• [YOUR OBJECTIVE]
Exact copy, no pictures: repeat the data that follows.

%%

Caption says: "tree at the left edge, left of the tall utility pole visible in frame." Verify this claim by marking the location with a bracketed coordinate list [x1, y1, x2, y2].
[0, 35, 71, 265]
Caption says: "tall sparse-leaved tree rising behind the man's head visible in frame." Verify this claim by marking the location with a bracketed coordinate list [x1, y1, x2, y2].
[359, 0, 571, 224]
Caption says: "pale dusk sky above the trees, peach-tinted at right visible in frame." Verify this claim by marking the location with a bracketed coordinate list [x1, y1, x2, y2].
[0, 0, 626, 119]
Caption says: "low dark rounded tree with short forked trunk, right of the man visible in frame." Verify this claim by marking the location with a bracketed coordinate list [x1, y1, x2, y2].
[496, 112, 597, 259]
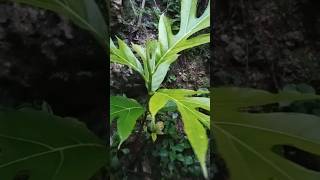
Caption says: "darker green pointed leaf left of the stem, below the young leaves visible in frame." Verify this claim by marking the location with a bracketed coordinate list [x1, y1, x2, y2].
[110, 96, 144, 148]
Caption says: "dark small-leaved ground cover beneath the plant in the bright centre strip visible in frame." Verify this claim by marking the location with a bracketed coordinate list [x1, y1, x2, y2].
[111, 108, 202, 179]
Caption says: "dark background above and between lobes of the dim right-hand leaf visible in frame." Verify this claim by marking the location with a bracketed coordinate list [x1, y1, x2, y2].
[210, 0, 320, 180]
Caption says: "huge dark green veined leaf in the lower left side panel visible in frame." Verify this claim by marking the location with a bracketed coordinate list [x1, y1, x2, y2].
[0, 109, 107, 180]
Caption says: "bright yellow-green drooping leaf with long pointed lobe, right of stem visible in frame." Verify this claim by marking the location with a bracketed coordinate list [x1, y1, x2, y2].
[149, 89, 210, 177]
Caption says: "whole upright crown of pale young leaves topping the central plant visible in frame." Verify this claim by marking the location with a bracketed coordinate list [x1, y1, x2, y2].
[110, 0, 210, 92]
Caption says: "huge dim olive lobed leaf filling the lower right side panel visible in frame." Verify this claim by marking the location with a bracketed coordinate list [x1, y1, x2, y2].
[212, 88, 320, 180]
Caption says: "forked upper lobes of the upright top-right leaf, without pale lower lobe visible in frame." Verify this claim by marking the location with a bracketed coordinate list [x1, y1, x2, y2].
[157, 0, 210, 65]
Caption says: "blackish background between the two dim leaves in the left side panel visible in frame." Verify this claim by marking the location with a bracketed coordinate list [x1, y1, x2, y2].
[0, 1, 109, 179]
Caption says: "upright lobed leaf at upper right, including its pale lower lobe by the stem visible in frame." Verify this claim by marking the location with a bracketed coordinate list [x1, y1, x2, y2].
[151, 0, 210, 92]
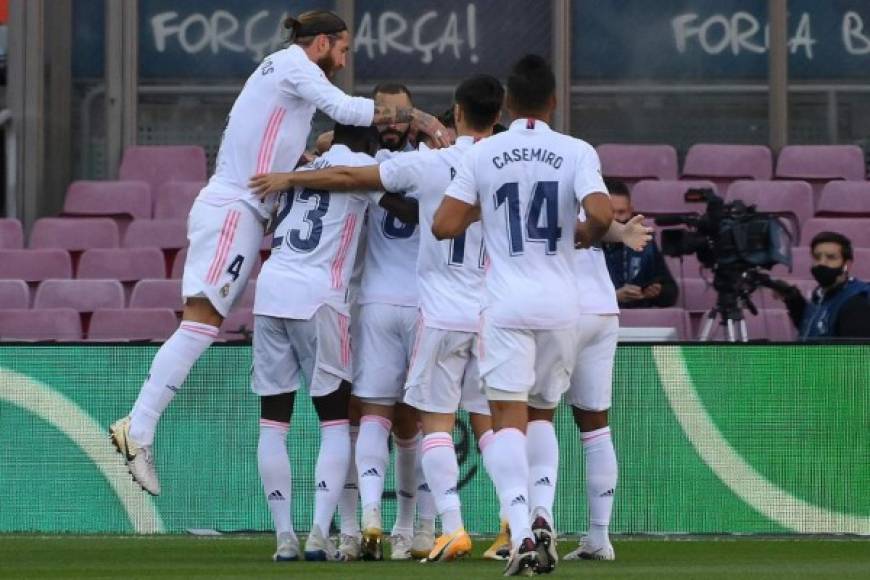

%%

• [OUTPUT OF THE TASK]
Caption says: "tree at the left edge, left of the tall utility pole visible in frame." Verify this claim by marking the location with a bracketed coordinate list [x1, y1, x2, y2].
[0, 35, 71, 265]
Caption says: "tall sparse-leaved tree rising behind the man's head visible in frame." Verify this claim by marking the location with a bracketed coordinate list [x1, y1, x2, y2].
[359, 0, 571, 224]
Caption says: "pale dusk sky above the trees, peach-tinted at right visible in frame." Verify this claim by marking the location with a bracketed coordinate list [x1, y1, x2, y2].
[0, 0, 626, 119]
Caption says: "low dark rounded tree with short forked trunk, right of the man visible in frame." Verify this claim by marking the location with a bracketed coordinate list [x1, y1, x2, y2].
[496, 112, 597, 259]
Caption says: "darker green pointed leaf left of the stem, below the young leaves visible in frame." Verify this claim by marking the location with a bracketed coordinate list [x1, y1, x2, y2].
[110, 96, 144, 148]
Caption says: "dark small-leaved ground cover beneath the plant in the bright centre strip visible in frame." Verify this claim by marking the location with a bracketed coordinate list [x1, y1, x2, y2].
[111, 108, 202, 179]
Caption says: "dark background above and between lobes of the dim right-hand leaf visible in frame." Verify this claim by marking the location with a bracketed coordinate list [x1, y1, x2, y2].
[210, 0, 320, 180]
Caption says: "huge dark green veined leaf in the lower left side panel visible in frame." Verify this claim by marking the location with a bracketed coordinate list [x1, y1, x2, y2].
[0, 109, 107, 180]
Caption says: "bright yellow-green drooping leaf with long pointed lobe, right of stem visible in frame." Verify this claim by marking the location with a bracketed coordinate list [x1, y1, x2, y2].
[149, 89, 210, 177]
Caption says: "whole upright crown of pale young leaves topping the central plant visible in frame." Verify this claim by marking the location with a bracketed coordinate list [x1, y1, x2, y2].
[110, 0, 210, 92]
Caption says: "huge dim olive lobed leaf filling the lower right side panel visible in frame." Verify this claim by marking the location with a bracketed coordinate list [x1, y1, x2, y2].
[212, 88, 320, 180]
Caption says: "forked upper lobes of the upright top-right leaf, without pale lower lobe visible in frame." Verify this claim by marking the location with a bracketed coordinate list [x1, y1, x2, y2].
[157, 0, 210, 65]
Caption says: "blackish background between the two dim leaves in the left side panel visible in frame." Verify this claim by marking the location with a bracketed coordinate list [x1, y1, x2, y2].
[0, 1, 109, 179]
Caption says: "upright lobed leaf at upper right, including its pale lower lobe by the stem visible in frame." Verify this claim by marking the location with a bracketed coordinate list [x1, y1, x2, y2].
[151, 0, 210, 92]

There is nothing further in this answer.